Your task: Write out all of the data without omission, exactly as shown.

★ ★ ★ ★

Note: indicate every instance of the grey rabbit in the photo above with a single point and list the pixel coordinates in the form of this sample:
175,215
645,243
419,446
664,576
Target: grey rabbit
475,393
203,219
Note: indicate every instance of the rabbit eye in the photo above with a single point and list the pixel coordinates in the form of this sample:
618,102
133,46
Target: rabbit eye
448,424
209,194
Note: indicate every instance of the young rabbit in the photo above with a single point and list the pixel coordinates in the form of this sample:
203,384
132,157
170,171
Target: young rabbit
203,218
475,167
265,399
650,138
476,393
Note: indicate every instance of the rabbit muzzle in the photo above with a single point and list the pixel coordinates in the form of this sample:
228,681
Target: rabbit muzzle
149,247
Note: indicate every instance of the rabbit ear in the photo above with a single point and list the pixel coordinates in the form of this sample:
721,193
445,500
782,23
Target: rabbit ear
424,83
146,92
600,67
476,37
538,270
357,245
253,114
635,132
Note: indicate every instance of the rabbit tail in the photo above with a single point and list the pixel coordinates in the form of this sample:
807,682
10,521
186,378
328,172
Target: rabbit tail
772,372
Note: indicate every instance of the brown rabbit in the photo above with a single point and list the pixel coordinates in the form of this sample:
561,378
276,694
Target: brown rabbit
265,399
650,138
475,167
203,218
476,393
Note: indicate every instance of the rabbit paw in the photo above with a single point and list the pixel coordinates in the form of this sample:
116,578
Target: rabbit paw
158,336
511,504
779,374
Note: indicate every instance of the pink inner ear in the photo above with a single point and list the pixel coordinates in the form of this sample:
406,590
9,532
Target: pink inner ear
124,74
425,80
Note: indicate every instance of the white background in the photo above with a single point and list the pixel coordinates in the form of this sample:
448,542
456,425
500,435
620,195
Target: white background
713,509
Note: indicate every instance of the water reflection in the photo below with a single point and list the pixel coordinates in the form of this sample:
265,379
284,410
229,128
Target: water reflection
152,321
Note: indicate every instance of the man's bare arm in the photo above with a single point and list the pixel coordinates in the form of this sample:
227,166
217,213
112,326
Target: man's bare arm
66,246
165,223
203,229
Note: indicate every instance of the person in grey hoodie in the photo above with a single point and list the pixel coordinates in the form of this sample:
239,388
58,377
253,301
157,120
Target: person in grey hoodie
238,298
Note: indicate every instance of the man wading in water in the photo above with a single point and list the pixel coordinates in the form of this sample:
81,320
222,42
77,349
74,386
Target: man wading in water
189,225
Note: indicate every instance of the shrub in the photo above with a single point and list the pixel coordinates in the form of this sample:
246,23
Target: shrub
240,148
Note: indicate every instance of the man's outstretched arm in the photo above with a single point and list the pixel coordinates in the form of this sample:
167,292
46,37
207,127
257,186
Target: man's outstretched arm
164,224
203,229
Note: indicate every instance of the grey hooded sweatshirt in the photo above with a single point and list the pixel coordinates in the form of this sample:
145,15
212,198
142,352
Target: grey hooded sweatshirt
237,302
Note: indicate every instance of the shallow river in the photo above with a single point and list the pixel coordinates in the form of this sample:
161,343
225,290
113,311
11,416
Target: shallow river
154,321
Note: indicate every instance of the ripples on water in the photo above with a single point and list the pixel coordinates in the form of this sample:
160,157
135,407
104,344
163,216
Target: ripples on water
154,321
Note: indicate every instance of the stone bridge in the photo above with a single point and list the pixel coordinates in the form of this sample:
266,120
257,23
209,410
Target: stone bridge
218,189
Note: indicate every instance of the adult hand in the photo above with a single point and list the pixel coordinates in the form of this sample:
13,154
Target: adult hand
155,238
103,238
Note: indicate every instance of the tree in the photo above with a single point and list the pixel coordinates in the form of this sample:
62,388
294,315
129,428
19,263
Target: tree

★ ★ ★ ★

Reply to the task:
Note: indicate every instance of the grey rabbit in the photo above with a single point and list the pixel coordinates in the form of this sample:
175,215
645,243
419,446
664,576
Target: grey rabbit
475,393
203,219
Note: indicate every instance of the rabbit eye in the photo above with a single point and list the pixel coordinates in the form of this sample:
618,102
133,46
Target: rabbit eye
448,424
209,194
Note: indicate every instance of the young rabbit in the photo above with a single point and list the pixel coordinates in the form of this sample:
203,384
132,157
170,171
Target: young rabbit
203,218
475,167
265,399
650,138
476,393
Note: indicate every instance of the rabbit muzzle in the photo above with a single point and list the pixel coordinates in the form of this sample:
228,681
Target: rabbit muzzle
149,247
Note: indicate every instance of the rabbit ear in the photo above with a single point and list the pixel coordinates in the form of this sample:
721,193
445,500
782,23
Target: rabbit ear
424,83
146,92
600,67
476,37
538,270
357,245
253,114
635,132
Note: indicate every instance of the rabbit tail in the photo above with a single point and list the pixel coordinates in the form of this sample:
807,682
10,521
186,378
328,172
Target: rabbit tail
772,372
Note: indicate every instance of the brown rabbit in the photo above with a single point and list the pixel coordinates in the form of this sample:
561,378
276,694
Target: brown rabbit
265,399
650,138
475,167
203,218
476,393
Note: indicate every instance of the rabbit paw in the photo above with a single point and list the pixel coordinates in the form of this sample:
116,578
Target: rabbit paw
158,336
511,504
779,374
Note: indicate every instance of the pink inner ear in the photo above with a single point and list the pixel coordinates in the form of this sample:
406,590
9,532
Target: pink inner ear
124,74
425,80
Note: indicate every instance of the white background in the photo above with a single point and list the pixel coordinates in the form of this sample:
448,542
456,425
500,435
620,195
Target: white background
713,509
Note: indicate every instance of the water reflection in the photo below with a single point and list the pixel coordinates in the form of this sample:
265,379
284,410
229,128
Target: water reflection
152,321
Note: indicate every instance of the man's bare arm in the photo above with a single point and list the pixel coordinates in the form of this sample:
227,166
217,213
112,326
Target: man's bare arm
66,246
165,223
203,229
Note: indicate every instance of the person in grey hoodie in the photo above with a single point and list the pixel coordinates in the form of this sample:
239,388
58,377
253,301
157,120
Target: person in grey hoodie
238,298
Note: indicate every instance of the man wading in water in the photo above with a single point and list the pixel coordinates in the form of this sample:
81,320
222,42
77,349
74,386
Target: man wading in water
189,225
Note: indicate every instance of the shrub in the photo above with a single point and list the pixel coordinates in the form of this sample:
246,23
Target: shrub
240,148
Note: indicate every instance of the man's outstretched arm in the photo above with a single point and list the pixel coordinates in the form of this sample:
167,292
46,37
207,127
257,186
Target: man's outstretched arm
164,224
203,229
Note: indicate every instance of the grey hooded sweatshirt in the photo above with a single point and list the pixel coordinates in the form of this sample:
145,15
212,198
142,352
Target: grey hooded sweatshirt
237,302
Note: indicate every instance of the shallow river in the photo above with a single point and list the pixel coordinates in the form of this sample:
161,343
225,290
113,311
11,416
Target: shallow river
154,321
Note: indicate every instance of the ripples on water in the photo above with a single point and list the pixel coordinates in the form of this sample:
160,157
135,407
104,344
163,216
Target: ripples on water
154,321
Note: indicate every instance of the stone bridge in the photo above with a single point and list the pixel coordinates in the form of this sample:
266,120
257,23
209,410
Target: stone bridge
218,189
Note: indicate every instance of the adult hand in the photo above with a single point and list the pixel coordinates in the form of this sample:
13,154
Target: adult hand
155,238
103,238
Note: indicate every instance of the tree in the photo above with a single point and list the pixel coordinates in the form of this sample:
62,388
294,315
129,428
19,263
Target: tree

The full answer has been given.